Task set -
**A)** In the Anvil thread, write out the text from "I believe you" to "to call plt.show())" again, updating every "Media objects" to "Media files".
**B)** According to the Anvil thread, which function creates Media objects containing images when using Matplotlib, Seaborn or Pandas?
**C)** Decide whether each statement agrees with the Anvil thread. Answer yes or no for each and quote the words that settle it.
(i) The client-side Plotly library is often a good choice.
(ii) You have to call plt.show() before creating the image.
(iii) Only the data behind the plots can be sent to Anvil, not the plots themselves.

--- Source passage ---

Data visualizations from my jupyter notebook to display in my anvil app

Im in the processing of making an interface for my jupyter notebook gradient boosted regression model. After i can display my data on my app, can i also display the visualizations from my jupyter notebook to my anvil app using the same data visualization libraries?

-Tony

I believe you can run Anvil’s uplink on a jupyter notebook :

https://anvil.works/docs/uplink

That way you can send any data on your local machine to Anvil.

To expand on that: you can send the data that goes into making the plots, but you can also send the plots themselves as Media objects.

It’s often a good idea to use the client-side Plotly library (not least because it gives you Python event handlers so your plot can interact with the rest of your app). But you can use other plotting libraries too, on the server-side…

Matplotlib, Seaborn, Pandas

If you’re using Matplotlib, Seaborn or Pandas, you can create Media objects containing images by calling anvil.mpl_util.plot_image() (you don’t need to call plt.show())

--- Recorded information ---

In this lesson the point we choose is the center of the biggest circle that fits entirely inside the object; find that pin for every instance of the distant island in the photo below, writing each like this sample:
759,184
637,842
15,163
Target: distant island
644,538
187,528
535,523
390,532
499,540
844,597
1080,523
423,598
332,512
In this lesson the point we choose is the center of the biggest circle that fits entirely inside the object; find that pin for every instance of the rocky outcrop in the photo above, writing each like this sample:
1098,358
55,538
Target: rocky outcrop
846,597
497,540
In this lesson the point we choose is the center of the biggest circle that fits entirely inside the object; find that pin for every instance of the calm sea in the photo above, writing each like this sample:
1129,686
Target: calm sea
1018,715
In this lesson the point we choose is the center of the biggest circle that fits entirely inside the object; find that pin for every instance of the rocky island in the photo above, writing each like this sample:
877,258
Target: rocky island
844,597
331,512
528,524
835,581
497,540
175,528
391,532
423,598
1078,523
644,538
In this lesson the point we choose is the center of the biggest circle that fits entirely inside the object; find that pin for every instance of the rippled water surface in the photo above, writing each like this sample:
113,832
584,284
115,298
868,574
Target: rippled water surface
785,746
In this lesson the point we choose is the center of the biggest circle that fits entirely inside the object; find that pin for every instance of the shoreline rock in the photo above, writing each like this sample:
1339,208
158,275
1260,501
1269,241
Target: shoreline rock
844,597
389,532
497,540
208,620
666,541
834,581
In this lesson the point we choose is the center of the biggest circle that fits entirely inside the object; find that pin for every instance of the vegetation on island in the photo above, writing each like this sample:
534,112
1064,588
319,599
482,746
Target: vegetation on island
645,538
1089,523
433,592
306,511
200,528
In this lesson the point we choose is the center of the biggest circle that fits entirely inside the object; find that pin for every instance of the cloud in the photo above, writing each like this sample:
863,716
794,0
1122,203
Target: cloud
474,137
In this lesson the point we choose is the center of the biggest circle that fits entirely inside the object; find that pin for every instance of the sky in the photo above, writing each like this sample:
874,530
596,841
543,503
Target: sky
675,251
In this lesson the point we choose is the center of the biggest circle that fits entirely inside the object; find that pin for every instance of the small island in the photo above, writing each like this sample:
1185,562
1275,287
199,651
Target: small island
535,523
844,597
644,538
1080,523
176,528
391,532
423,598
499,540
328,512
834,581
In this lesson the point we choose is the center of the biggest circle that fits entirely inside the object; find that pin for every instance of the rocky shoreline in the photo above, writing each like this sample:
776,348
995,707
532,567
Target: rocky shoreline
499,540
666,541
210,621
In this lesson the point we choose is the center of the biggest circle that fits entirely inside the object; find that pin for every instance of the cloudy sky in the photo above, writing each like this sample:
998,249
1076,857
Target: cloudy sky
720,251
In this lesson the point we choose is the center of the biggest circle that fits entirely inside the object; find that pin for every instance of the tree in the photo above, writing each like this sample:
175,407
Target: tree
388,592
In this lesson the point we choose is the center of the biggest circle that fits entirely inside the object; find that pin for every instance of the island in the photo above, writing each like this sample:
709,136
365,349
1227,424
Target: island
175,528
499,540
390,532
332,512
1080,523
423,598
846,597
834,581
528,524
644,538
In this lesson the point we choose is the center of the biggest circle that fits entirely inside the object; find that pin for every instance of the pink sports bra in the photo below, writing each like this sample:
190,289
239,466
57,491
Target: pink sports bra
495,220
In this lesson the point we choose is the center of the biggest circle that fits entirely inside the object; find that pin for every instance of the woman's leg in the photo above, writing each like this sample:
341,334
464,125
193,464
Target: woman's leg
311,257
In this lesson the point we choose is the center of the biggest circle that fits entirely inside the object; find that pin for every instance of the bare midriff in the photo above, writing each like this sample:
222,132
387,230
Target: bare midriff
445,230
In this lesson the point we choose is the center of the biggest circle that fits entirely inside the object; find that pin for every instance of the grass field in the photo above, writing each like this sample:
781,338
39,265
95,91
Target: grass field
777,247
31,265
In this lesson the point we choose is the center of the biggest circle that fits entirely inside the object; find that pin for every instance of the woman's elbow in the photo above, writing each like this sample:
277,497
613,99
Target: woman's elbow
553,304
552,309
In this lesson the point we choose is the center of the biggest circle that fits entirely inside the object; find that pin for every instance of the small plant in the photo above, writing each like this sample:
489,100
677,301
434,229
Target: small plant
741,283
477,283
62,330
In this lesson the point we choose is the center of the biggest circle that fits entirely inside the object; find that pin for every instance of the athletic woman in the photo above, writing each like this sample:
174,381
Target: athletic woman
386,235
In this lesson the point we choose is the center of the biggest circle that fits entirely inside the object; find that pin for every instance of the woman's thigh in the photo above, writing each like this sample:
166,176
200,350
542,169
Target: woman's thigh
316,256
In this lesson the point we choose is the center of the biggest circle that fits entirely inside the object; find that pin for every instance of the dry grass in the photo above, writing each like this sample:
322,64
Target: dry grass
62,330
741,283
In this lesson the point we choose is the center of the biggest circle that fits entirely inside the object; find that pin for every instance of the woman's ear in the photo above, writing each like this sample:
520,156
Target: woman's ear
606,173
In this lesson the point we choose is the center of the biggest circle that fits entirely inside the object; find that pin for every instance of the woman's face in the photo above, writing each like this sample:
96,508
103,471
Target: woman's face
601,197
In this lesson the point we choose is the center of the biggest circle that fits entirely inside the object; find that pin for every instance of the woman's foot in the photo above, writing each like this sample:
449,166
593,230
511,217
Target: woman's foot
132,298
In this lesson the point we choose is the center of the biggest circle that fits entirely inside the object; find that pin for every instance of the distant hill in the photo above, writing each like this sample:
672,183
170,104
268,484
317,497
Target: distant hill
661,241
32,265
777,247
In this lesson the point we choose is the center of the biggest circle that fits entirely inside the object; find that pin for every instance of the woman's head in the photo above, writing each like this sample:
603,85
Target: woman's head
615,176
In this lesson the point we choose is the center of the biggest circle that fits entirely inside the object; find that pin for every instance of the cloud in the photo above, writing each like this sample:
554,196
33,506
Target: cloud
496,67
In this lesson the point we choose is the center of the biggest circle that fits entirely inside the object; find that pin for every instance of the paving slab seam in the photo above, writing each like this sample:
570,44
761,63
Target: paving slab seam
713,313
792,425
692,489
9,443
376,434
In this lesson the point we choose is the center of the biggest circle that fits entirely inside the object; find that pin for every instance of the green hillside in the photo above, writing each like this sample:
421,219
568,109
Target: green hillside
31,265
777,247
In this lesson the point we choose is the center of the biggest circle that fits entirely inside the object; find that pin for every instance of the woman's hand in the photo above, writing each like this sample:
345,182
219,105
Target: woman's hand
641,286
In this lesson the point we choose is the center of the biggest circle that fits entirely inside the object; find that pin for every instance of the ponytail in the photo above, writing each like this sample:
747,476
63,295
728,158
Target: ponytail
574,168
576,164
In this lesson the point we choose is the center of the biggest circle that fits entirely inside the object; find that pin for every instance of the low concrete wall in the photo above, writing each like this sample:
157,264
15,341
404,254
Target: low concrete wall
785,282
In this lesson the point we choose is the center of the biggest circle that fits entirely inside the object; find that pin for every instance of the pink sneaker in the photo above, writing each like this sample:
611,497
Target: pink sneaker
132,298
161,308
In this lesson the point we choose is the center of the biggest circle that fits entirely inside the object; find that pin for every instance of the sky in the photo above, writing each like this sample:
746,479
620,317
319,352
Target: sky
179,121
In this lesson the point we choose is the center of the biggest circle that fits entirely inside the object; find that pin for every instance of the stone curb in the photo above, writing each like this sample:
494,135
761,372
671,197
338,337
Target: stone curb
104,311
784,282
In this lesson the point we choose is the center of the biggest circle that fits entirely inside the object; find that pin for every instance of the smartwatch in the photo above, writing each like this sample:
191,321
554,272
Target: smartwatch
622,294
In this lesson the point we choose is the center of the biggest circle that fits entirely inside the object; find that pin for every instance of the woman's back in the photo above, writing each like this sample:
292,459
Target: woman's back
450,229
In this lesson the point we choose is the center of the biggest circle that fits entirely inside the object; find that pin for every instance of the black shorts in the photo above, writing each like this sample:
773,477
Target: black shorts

---

The replies -
**A)**
I believe you can run Anvil’s uplink on a jupyter notebook :

https://anvil.works/docs/uplink

That way you can send any data on your local machine to Anvil.

To expand on that: you can send the data that goes into making the plots, but you can also send the plots themselves as Media files.

It’s often a good idea to use the client-side Plotly library (not least because it gives you Python event handlers so your plot can interact with the rest of your app). But you can use other plotting libraries too, on the server-side…

Matplotlib, Seaborn, Pandas

If you’re using Matplotlib, Seaborn or Pandas, you can create Media files containing images by calling anvil.mpl_util.plot_image() (you don’t need to call plt.show())

**B)** anvil.mpl_util.plot_image()

**C)**
(i) Yes: "It’s often a good idea to use the client-side Plotly library"
(ii) No: "(you don’t need to call plt.show())"
(iii) No: "you can also send the plots themselves as Media objects"